→ **YOUR GOAL**
According to the pool pump cleaning steps, where is the impeller located?

##### PROVIDED PASSAGE #####

Follow these steps to empty the pool pump basket effectively:
- Turn off the pump: Before you begin, ensure the pump is turned off.
- Remove the pool pump lid: Remove the lid that covers the pool pump basket. Inspect the O-ring and make sure it is still in good condition. If not, you may need to replace it.
- Take out the pool pump basket: Carefully lift the basket out of the pool pump, being cautious not to spill any debris.
- Empty the pool pump basket: Simply dump the debris from the pool pump basket into a trash can. Easy as that! If the waste contains organic material, dump it into a compost bin.
Step 2: Cleaning the Pool Pump Impeller
The second step to cleaning your pool pump is to clean the impeller.
The pool pump impeller generates water flow and ensures the dirty pool water passes through the filter. If the impeller becomes clogged or obstructed, your pump may not function properly, so it is important to check it often and clean it when necessary.
Follow the below steps to clean the pool pump impeller:
- Make sure to turn off the pump: The last thing you want is for the pump to turn on while you are working on it! To be extra sure, turn the pump off at the breaker.
- Locate the impeller: The impeller is located at the bottom of the pump and can be accessed after removing the pool pump basket.
- Clean the impeller: To clean the impeller, gently insert a long screwdriver or wire coat hanger into the pump. Use this tool to push the impeller in a clockwise and counterclockwise motion. If the impeller is clogged, it might be difficult to move initially, but just keep working on it! Eventually, as you keep pushing the impeller back and forth, it will get easier.
- Remove the debris: The screwdriver or coat hanger you use should dislodge the debris in the impeller, which may settle at the bottom of the pump. Snag any debris with your chosen tool and remove it from the pump. Discard the debris before inserting the tool back into the impeller to clean it further until the impeller spins smoothly and is no longer clogged with debris.
Step 3: Put Everything Back
And, of course, now that you have cleaned the pool pump basket and impeller, you’ll need to put everything back together again!
- Replace the pool pump basket: Put the emptied basket back into the pool pump and secure it properly.
- Prime the pump: Fill the pool pump basket with water using a hose to prime the pump.
- Replace the pool pump lid: Once the pool pump basket is in place, place the lid back onto the pool pump, making sure the O-ring is in place. Turn clockwise to tighten the lid.

##### MATERIAL SUPPLIED #####

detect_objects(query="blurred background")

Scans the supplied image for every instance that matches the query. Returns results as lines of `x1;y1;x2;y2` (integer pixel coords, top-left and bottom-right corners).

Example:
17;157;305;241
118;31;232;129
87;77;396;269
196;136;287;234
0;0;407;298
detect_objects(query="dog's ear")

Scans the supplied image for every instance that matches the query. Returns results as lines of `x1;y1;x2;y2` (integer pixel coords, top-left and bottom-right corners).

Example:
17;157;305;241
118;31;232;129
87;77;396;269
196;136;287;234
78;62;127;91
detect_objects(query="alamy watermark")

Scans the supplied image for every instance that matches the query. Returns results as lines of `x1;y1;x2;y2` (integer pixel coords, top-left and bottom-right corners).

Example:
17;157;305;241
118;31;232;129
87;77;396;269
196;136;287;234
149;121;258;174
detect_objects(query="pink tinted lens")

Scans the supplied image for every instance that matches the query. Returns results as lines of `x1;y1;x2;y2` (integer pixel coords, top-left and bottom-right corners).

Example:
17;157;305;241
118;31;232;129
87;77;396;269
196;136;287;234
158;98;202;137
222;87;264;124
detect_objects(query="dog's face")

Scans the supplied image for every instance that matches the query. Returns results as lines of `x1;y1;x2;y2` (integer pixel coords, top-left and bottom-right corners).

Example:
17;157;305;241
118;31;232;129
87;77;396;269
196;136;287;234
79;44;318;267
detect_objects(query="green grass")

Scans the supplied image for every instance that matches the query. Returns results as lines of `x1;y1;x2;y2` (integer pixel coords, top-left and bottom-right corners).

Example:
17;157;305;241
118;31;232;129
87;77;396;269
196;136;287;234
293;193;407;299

#####

→ **SOLUTION TO THE EXERCISE**
At the bottom of the pump, reachable after the pool pump basket is removed.